**Extracto de la página**.
Se daban demasiadas circunstancias para no sospechar de
él e Israel no desperdició una sola: no solo era el presidente del Consejo
Judío del campo de concentración cuando los nazis decidieron, con fines
propagandísticos, disfrazarlo de parque temático del judaísmo en tiempos de
guerra, no solo no se opuso sino que colaboró explícitamente, no solo gozaba
del raro privilegio de tratar con eichmann con cierta familiaridad, además
cometió el más sospechoso de los crímenes: sobrevivió. Ningún otro presidente
de un Consejo Judío salió vivo de los campos. Vivió en Roma el resto de sus
días, imposibilitado de volver a Israel, de donde fue reclamado para poder
juzgarle. Ya había sido absuelto de los cargos en varios juicios.
Si Murmelstein entendió la oferta de Lanzmann como la
última de sus posibilidades de explicarse en detalle, no podía ser por el
prestigio de hacerlo para el hombre que daría al mundo Shoah, pues ésta
llegaría a los cines diez años de que la entrevista fuera grabada, en 1975.
Lanzmann tardó cuarenta años en decidir emplear la entrevista a Murmelstein. Si
duele saber que el suyo fue el primer testimonio que Lanzmann grabara para lo
que después sería Shoah, duele más saber que éste no viviría para ver a Rossel
defenderse de lo que él se había defendido veinte años antes y con solvencia
infinitamente mayor. No me hagas parecer tonto –confiesa Lanzmann le pidió
Rossel antes de afrontar su propia entrevista. Si Lanzmann cumplió su palabra
en 1997, con Rossel muerto no había razón para no exhumar una verdad menos
injusta, acaso, dada la edad de Lanzmann, la última también para él.

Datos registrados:
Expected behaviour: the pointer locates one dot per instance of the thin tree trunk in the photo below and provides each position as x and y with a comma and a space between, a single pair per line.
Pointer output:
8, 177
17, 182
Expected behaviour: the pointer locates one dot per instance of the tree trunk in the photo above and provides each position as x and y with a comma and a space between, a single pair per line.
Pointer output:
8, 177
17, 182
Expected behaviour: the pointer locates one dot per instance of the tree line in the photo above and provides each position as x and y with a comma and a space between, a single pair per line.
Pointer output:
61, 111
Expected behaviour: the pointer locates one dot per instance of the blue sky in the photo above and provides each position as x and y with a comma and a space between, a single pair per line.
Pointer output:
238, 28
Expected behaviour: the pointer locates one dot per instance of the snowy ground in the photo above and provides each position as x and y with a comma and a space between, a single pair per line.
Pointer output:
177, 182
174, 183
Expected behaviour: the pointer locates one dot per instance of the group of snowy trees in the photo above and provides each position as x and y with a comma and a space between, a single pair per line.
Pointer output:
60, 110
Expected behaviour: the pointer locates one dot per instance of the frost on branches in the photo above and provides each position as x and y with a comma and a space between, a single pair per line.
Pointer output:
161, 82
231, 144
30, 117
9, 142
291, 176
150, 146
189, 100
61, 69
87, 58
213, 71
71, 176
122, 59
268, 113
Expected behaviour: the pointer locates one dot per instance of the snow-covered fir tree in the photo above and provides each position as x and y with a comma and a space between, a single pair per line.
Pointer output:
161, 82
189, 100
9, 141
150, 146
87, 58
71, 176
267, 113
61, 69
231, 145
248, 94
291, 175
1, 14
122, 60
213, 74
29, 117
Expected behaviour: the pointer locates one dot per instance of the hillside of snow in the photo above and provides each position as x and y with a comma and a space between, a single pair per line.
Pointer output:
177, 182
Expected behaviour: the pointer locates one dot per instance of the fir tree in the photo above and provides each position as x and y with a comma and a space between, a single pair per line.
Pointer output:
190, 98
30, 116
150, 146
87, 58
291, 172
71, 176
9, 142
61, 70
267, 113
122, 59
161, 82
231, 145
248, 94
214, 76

**Tareas**.
A) ¿Puedes reproducir íntegro, sin alterar nada, el texto sobre Murmelstein y Lanzmann?
B) ¿Puedes convertir a CSV los registros que empiezan en la línea que contiene "of the hillside" y siguen hasta el final de los registros, con ambos extremos incluidos? Usa las columnas "solicitud" y "respuesta", con una fila por solicitud, cada campo entre comillas y los saltos de línea cambiados por espacios.

**Soluciones por tarea**.
A)
Se daban demasiadas circunstancias para no sospechar de
él e Israel no desperdició una sola: no solo era el presidente del Consejo
Judío del campo de concentración cuando los nazis decidieron, con fines
propagandísticos, disfrazarlo de parque temático del judaísmo en tiempos de
guerra, no solo no se opuso sino que colaboró explícitamente, no solo gozaba
del raro privilegio de tratar con eichmann con cierta familiaridad, además
cometió el más sospechoso de los crímenes: sobrevivió. Ningún otro presidente
de un Consejo Judío salió vivo de los campos. Vivió en Roma el resto de sus
días, imposibilitado de volver a Israel, de donde fue reclamado para poder
juzgarle. Ya había sido absuelto de los cargos en varios juicios.
Si Murmelstein entendió la oferta de Lanzmann como la
última de sus posibilidades de explicarse en detalle, no podía ser por el
prestigio de hacerlo para el hombre que daría al mundo Shoah, pues ésta
llegaría a los cines diez años de que la entrevista fuera grabada, en 1975.
Lanzmann tardó cuarenta años en decidir emplear la entrevista a Murmelstein. Si
duele saber que el suyo fue el primer testimonio que Lanzmann grabara para lo
que después sería Shoah, duele más saber que éste no viviría para ver a Rossel
defenderse de lo que él se había defendido veinte años antes y con solvencia
infinitamente mayor. No me hagas parecer tonto –confiesa Lanzmann le pidió
Rossel antes de afrontar su propia entrevista. Si Lanzmann cumplió su palabra
en 1997, con Rossel muerto no había razón para no exhumar una verdad menos
injusta, acaso, dada la edad de Lanzmann, la última también para él.

B)
solicitud,respuesta
"Expected behaviour: the pointer locates one dot per instance of the hillside of snow in the photo above and provides each position as x and y with a comma and a space between, a single pair per line. Pointer output:","177, 182"
"Expected behaviour: the pointer locates one dot per instance of the fir tree in the photo above and provides each position as x and y with a comma and a space between, a single pair per line. Pointer output:","190, 98 30, 116 150, 146 87, 58 291, 172 71, 176 9, 142 61, 70 267, 113 122, 59 161, 82 231, 145 248, 94 214, 76"